The United States has large natural gas reserves and was essentially self-sufficient in natural gas until the late 1980s. Since 1986, natural gas consumption has increased by more than 30 percent but natural gas production has increased by only 17 percent. Net imports as a share of consumption nearly quadrupled from 1986 to 2000, rising from 4.2 percent to 15.6 percent. Natural gas from Canada makes up nearly all of the imports into the United States.
Current law tax incentives for oil and gas production
Although the Administration’s energy plan contains no new tax incentives for oil and gas production, the Internal Revenue Code includes a variety of measures to stimulate domestic exploration and production. They are generally justified on the ground that they reduce vulnerability to an oil supply disruption through increases in domestic production, reserves, exploration activity, and production capacity. The tax incentives contained in present law address the drop in domestic exploratory drilling that has occurred since the mid-1950s and the continuing loss of production from mature fields and marginal properties.
Incentives for oil and gas production are estimated to total $9.8 billion for fiscal years 2002 through 2006.5 They include the nonconventional fuels (i.e., oil produced from shale and tar sands, gas produced from geopressured brine, Devonian shale, coal seams, tight formations, or biomass, and synthetic fuel produced from coal) production credit ($2.4 billion), the enhanced oil recovery credit ($4.4 billion), the allowance of percentage depletion for independent producers and royalty owners, including increased percentage depletion for stripper wells ($2.3 billion), the exception from the passive loss limitation for working interests in oil and gas properties ($100 million), and the expensing of intangible drilling and development costs ($640 million). In addition to those tax expenditures, oil and gas activities have largely been eliminated from the alternative minimum tax. These provisions are described in detail below.

### Data section
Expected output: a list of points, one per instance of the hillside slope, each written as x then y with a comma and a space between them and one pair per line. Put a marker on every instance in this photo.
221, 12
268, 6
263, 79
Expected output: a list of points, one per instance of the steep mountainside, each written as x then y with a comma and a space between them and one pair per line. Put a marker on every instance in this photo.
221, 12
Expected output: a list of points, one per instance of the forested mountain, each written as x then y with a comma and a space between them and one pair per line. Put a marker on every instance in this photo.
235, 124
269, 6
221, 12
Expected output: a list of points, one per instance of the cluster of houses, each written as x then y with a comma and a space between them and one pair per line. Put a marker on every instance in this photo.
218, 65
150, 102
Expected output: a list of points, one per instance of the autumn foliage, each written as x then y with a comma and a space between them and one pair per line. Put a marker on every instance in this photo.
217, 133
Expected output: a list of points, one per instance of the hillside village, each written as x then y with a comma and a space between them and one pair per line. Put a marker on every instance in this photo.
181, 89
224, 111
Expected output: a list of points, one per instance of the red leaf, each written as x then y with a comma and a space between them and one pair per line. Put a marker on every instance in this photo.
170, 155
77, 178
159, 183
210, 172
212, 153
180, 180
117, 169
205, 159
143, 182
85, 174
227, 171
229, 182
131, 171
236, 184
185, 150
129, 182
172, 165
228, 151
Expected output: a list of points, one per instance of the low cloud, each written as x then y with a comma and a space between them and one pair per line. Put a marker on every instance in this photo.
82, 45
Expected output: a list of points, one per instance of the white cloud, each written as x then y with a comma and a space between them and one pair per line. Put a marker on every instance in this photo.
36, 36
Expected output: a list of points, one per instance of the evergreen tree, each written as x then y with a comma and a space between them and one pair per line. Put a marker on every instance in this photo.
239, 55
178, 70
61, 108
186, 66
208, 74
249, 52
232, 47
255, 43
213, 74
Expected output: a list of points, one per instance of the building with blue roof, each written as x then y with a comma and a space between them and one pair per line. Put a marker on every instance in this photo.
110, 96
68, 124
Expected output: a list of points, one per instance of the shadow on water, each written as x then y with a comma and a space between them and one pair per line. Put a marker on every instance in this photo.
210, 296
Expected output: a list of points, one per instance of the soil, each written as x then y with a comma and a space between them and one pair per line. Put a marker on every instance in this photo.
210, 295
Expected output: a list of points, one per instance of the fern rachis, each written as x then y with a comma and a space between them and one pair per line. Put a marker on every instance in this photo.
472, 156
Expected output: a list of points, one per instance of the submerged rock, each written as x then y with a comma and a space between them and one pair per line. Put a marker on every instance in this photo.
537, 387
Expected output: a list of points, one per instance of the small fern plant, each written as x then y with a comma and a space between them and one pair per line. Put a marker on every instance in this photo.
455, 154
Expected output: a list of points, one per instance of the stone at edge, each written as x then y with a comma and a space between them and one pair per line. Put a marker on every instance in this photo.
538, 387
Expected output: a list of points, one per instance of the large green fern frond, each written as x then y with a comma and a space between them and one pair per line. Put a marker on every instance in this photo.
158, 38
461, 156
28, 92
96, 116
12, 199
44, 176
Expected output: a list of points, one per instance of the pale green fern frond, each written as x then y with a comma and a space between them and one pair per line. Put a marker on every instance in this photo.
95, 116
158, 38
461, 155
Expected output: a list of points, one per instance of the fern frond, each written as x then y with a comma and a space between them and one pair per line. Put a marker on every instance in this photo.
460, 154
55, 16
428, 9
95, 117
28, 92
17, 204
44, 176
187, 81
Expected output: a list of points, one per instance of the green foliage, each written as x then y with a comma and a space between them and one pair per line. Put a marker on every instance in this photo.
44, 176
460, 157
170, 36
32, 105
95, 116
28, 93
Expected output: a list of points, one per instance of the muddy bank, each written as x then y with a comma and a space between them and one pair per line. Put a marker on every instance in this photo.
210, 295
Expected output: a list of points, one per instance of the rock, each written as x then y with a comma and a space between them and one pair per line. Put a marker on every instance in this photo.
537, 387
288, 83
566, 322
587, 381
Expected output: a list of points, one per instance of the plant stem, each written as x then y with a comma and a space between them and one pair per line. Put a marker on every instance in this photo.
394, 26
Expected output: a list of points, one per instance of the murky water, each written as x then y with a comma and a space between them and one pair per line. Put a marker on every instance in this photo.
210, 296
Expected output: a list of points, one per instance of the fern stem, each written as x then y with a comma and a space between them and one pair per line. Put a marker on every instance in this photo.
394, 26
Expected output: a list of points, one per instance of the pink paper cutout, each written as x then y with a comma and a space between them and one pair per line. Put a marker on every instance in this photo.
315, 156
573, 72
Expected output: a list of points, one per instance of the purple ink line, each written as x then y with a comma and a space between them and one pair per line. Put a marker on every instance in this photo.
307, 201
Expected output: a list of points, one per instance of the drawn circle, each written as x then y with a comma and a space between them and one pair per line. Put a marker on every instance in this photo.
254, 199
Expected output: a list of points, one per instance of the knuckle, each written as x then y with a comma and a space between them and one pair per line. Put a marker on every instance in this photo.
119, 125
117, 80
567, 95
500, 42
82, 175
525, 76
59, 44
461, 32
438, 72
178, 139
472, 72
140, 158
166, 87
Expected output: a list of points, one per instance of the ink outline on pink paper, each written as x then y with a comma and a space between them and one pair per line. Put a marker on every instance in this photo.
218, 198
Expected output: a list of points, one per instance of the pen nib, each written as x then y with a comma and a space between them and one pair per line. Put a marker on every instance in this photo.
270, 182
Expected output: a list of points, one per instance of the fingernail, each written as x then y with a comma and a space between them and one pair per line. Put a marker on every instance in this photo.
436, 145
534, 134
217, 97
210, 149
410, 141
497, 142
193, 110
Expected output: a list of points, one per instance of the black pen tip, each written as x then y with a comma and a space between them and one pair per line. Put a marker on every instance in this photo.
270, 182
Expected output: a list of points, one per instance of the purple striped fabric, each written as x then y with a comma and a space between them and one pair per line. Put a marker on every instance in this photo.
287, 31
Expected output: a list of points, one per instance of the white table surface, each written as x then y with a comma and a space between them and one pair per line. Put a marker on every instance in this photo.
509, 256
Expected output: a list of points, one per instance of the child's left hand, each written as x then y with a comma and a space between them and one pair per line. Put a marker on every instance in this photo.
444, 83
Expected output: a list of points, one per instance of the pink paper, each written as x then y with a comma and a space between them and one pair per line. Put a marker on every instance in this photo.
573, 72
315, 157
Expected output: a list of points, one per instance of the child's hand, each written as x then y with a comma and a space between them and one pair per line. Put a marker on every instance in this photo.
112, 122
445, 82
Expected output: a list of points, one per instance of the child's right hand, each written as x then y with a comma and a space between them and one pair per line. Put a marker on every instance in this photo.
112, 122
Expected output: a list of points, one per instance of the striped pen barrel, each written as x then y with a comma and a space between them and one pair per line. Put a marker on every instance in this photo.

### Instruction 1
From the passage on oil and gas tax incentives, list each incentive that is given a dollar estimate, along with that estimate.
### Instruction 2
Write out the stretch of the passage on oil and gas tax incentives from "Current law tax" through "and marginal properties.", word for word.
The records aren't needed for this work.

### Task output 1
- Nonconventional fuels production credit: $2.4 billion
- Enhanced oil recovery credit: $4.4 billion
- Allowance of percentage depletion for independent producers and royalty owners, including increased percentage depletion for stripper wells: $2.3 billion
- Exception from the passive loss limitation for working interests in oil and gas properties: $100 million
- Expensing of intangible drilling and development costs: $640 million

### Task output 2
Current law tax incentives for oil and gas production
Although the Administration’s energy plan contains no new tax incentives for oil and gas production, the Internal Revenue Code includes a variety of measures to stimulate domestic exploration and production. They are generally justified on the ground that they reduce vulnerability to an oil supply disruption through increases in domestic production, reserves, exploration activity, and production capacity. The tax incentives contained in present law address the drop in domestic exploratory drilling that has occurred since the mid-1950s and the continuing loss of production from mature fields and marginal properties.